● **Provided data**
□ □ □ □ □
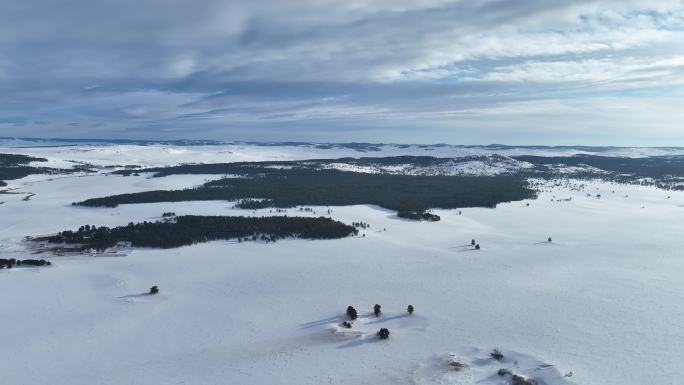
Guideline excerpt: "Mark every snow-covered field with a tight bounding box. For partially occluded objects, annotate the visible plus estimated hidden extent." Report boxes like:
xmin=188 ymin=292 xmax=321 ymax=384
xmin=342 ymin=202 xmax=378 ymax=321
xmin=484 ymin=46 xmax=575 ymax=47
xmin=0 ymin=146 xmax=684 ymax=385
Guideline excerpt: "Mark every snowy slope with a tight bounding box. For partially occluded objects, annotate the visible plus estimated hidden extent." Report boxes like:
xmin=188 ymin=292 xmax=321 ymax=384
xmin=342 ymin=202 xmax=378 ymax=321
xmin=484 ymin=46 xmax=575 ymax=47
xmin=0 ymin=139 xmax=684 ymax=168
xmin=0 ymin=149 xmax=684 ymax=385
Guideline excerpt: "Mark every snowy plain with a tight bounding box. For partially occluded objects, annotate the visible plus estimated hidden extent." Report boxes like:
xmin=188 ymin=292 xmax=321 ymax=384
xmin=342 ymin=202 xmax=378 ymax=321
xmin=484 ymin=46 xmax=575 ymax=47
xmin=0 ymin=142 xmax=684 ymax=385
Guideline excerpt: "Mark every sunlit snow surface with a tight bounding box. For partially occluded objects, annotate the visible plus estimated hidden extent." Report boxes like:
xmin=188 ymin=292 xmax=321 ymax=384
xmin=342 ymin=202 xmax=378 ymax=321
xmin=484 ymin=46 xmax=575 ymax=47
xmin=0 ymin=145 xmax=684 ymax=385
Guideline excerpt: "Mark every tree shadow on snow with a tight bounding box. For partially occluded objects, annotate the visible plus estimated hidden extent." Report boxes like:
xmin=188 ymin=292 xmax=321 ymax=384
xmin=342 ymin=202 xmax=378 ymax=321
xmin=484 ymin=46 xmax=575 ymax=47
□ □ □ □ □
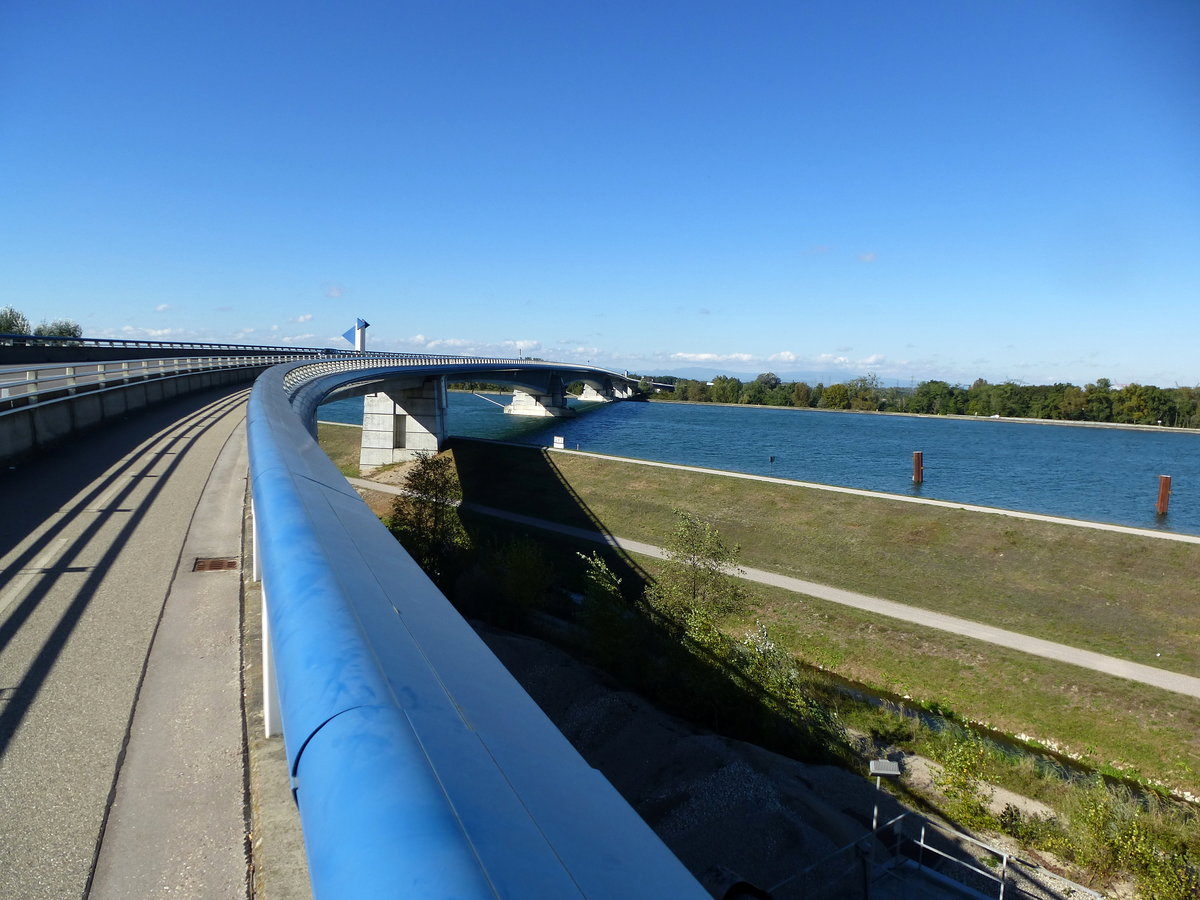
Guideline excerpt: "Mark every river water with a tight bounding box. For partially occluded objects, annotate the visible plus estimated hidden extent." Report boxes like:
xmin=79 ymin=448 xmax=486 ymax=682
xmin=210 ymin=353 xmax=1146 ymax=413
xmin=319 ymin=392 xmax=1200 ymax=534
□ □ □ □ □
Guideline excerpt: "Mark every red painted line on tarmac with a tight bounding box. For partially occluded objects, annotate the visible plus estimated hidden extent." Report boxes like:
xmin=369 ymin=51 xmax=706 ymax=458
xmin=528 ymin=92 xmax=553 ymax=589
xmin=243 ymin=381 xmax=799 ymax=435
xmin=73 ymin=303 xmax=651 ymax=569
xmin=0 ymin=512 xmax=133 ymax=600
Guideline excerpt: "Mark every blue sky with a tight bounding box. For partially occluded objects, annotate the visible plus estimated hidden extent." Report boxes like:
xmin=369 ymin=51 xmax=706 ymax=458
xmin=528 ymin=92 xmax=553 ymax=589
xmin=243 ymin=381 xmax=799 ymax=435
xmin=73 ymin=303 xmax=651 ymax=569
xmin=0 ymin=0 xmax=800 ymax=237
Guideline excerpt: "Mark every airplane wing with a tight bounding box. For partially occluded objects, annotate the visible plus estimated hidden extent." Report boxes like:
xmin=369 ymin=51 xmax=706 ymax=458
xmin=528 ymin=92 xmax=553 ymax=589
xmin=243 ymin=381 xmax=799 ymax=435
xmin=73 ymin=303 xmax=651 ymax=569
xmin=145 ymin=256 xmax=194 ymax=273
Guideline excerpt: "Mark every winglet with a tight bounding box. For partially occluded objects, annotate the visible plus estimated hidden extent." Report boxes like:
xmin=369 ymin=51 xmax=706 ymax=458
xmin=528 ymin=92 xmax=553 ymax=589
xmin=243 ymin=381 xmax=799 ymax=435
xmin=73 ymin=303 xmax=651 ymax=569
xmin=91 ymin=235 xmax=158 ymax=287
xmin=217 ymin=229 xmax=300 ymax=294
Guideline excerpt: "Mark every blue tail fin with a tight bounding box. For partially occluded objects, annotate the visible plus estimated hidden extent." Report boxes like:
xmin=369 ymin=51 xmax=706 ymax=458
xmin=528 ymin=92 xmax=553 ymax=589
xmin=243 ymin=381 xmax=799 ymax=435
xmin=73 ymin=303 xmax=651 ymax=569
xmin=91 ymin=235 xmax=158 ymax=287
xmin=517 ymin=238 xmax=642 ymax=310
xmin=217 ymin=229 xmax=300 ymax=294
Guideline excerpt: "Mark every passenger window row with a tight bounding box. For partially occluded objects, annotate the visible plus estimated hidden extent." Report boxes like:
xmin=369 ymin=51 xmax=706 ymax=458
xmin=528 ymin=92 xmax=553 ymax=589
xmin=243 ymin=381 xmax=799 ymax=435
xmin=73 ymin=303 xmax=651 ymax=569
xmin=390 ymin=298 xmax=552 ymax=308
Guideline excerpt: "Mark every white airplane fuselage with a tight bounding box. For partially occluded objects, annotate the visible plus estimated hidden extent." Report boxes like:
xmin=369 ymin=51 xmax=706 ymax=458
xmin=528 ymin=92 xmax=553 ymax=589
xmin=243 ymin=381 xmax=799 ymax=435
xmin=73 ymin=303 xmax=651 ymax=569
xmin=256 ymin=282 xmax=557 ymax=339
□ □ □ □ □
● **Given instruction**
Rewrite the rows from the line with "every snow-covered field" up to and including the line with "xmin=0 ymin=145 xmax=684 ymax=385", substituting "inferred" for "estimated" and leaving everything else unchanged.

● **Answer below**
Guideline excerpt: "Mark every snow-covered field with a tight bounding box. For partially occluded objects, annotate the visible plus inferred hidden extent." Report boxes like:
xmin=188 ymin=292 xmax=321 ymax=384
xmin=342 ymin=202 xmax=378 ymax=321
xmin=484 ymin=46 xmax=575 ymax=47
xmin=0 ymin=146 xmax=684 ymax=385
Guideline excerpt: "Mark every snowy slope with a tight bounding box. For partially occluded objects, annotate the visible plus inferred hidden extent." Report boxes like:
xmin=188 ymin=292 xmax=321 ymax=384
xmin=342 ymin=202 xmax=378 ymax=321
xmin=484 ymin=46 xmax=575 ymax=47
xmin=0 ymin=139 xmax=684 ymax=168
xmin=0 ymin=149 xmax=684 ymax=385
Guideline excerpt: "Mark every snowy plain with a tight bounding box. For partially occluded objects, annotate the visible plus inferred hidden extent." Report boxes like:
xmin=188 ymin=292 xmax=321 ymax=384
xmin=342 ymin=202 xmax=378 ymax=321
xmin=484 ymin=46 xmax=575 ymax=47
xmin=0 ymin=142 xmax=684 ymax=385
Guideline excerpt: "Mark every sunlit snow surface with a tight bounding box. For partially occluded objects, annotate the visible plus inferred hidden extent." Report boxes like:
xmin=188 ymin=292 xmax=321 ymax=384
xmin=342 ymin=202 xmax=378 ymax=321
xmin=484 ymin=46 xmax=575 ymax=47
xmin=0 ymin=145 xmax=684 ymax=385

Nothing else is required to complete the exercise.